Reading text =

Based upon the foregoing reasons, it is recommended that this action be dismissed with prejudice, prior to service of process, pursuant to 28 U.S.C. § 1915A(b)(1) for failure to state a claim upon which relief may be granted.
The attached sheet contains important information regarding objections to the Report and Recommendation.
MAGISTRATE JUDGE'S EXPLANATION OF PROCEDURAL RIGHTS AND RESPONSIBILITIES FOLLOWING RECOMMENDATION, AND FINDINGS CONCERNING NEED FOR TRANSCRIPT
1. Objection. Any party who objects to this recommendation, or anything in it, must, within ten days of the date of service of this document, file specific written objections with the Clerk of this Court. Failure to do so will bar a de novo determination by the district judge of anything in the recommendation and will bar an attack, on appeal, of the factual findings of the Magistrate Judge. See 28 U.S.C. § 636(b)(1)(C); Lewis v. Smith, 855 F.2d 736, 738 (11th Cir. 1988); Nettles v. Wainwright, 677 F.2d 404 (5th Cir. Unit B, 1982) ( en banc). The procedure for challenging the findings and recommendations of the Magistrate Judge is set out in more detail in SD ALA LR 72.4 (June 1, 1997), which provides that:
A party may object to a recommendation entered by a magistrate judge in a dispositive matter, that is, a matter excepted by 28 U.S.C. § 636(b)(1)(A), by filing a "Statement of Objection to Magistrate Judge's Recommendation" within ten days_after being served with a copy of the recommendation, unless a different time is established by order. The statement of objection shall specify those portions of the recommendation to which objection is made and the basis for the objection. The_objecting party shall submit to the district judge, at the time of filing the objection, a brief setting forth the party's arguments that the magistrate judge's recommendation should be reviewed de novo and a different disposition made. It is insufficient to submit only a copy of the original brief submitted to the magistrate judge, although a copy of the original brief may be submitted or referred to and incorporated into the brief in support of the objection. Failure to submit a brief in support of the objection may be deemed an abandonment of the objection.

Tasks to carry out =
**1)** Within how many days of being served must a party file specific written objections to the magistrate judge's recommendation?
**2)** Extend the magistrate judge's recommendation by writing what comes after its final sentence.

Extracted entries =
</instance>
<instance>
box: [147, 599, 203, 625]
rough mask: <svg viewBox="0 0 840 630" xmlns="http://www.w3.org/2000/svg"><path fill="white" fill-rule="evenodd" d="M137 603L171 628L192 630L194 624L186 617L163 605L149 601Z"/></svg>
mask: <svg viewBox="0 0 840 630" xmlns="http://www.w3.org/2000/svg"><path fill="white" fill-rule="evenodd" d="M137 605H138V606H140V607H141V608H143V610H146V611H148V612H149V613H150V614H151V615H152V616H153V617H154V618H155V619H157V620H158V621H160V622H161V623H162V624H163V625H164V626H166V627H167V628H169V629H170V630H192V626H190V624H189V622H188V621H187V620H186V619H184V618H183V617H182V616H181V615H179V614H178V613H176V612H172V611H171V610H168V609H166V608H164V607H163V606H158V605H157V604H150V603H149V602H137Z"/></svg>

* * *

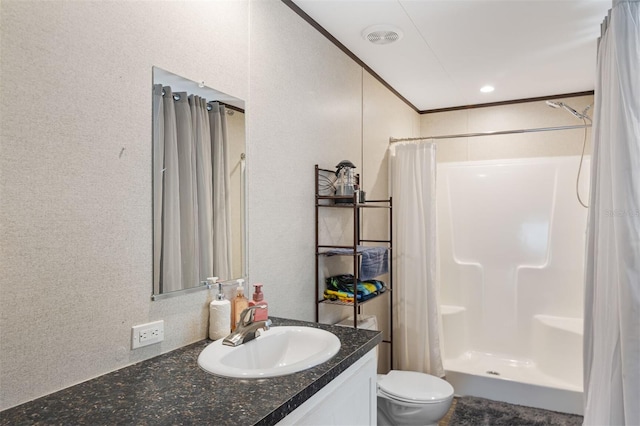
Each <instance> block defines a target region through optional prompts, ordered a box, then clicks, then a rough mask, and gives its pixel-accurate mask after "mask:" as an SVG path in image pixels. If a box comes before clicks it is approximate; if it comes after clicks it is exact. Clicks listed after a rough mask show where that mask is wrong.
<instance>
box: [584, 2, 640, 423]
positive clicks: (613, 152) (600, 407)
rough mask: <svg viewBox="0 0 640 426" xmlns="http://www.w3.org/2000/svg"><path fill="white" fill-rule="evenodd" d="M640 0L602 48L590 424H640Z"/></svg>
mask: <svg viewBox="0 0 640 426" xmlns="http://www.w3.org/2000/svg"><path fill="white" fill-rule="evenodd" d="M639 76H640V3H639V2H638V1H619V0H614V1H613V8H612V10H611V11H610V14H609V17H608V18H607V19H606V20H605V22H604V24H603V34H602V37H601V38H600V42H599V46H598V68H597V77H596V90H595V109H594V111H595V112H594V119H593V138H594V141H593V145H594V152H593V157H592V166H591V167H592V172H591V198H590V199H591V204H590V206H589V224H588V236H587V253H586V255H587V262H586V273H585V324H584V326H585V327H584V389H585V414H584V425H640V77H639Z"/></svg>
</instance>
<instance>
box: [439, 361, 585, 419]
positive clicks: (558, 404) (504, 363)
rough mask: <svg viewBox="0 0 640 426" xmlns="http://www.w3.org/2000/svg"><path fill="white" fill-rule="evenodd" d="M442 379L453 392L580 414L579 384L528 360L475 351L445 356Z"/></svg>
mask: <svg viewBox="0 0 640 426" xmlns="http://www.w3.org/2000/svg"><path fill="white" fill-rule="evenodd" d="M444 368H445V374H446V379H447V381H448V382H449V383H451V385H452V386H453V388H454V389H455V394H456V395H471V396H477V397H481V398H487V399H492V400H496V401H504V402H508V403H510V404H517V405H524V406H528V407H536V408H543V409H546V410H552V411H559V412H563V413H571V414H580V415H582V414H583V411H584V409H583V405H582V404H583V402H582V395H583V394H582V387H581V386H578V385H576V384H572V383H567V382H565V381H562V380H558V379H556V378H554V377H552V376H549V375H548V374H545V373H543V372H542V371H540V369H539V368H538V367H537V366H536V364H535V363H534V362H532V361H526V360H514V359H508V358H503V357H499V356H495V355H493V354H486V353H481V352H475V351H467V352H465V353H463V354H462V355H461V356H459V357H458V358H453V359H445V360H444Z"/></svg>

...

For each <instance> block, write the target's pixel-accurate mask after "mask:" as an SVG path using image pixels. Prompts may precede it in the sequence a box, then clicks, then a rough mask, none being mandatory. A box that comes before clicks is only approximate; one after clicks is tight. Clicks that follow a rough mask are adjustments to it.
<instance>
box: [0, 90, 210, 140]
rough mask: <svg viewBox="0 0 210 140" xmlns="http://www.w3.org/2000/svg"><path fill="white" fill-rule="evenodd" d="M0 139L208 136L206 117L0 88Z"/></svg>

Responses to the tasks =
**1)** Within ten days of the date of service.

**2)**
A magistrate judge's recommendation cannot be appealed to a Court of Appeals; only the district judge's order or judgment can be appealed.
2. Transcript (applicable Where Proceedings Tape Recorded). Pursuant to 28 U.S.C. § 1915 and FED.R.CIV.P. 72(b), the Magistrate Judge finds that the tapes and original records in this case are adequate for purposes of review. Any party planning to object to this recommendation, but unable to pay the fee for a transcript, is advised that a judicial determination that transcription is necessary is required before the United States will pay the cost of the transcript.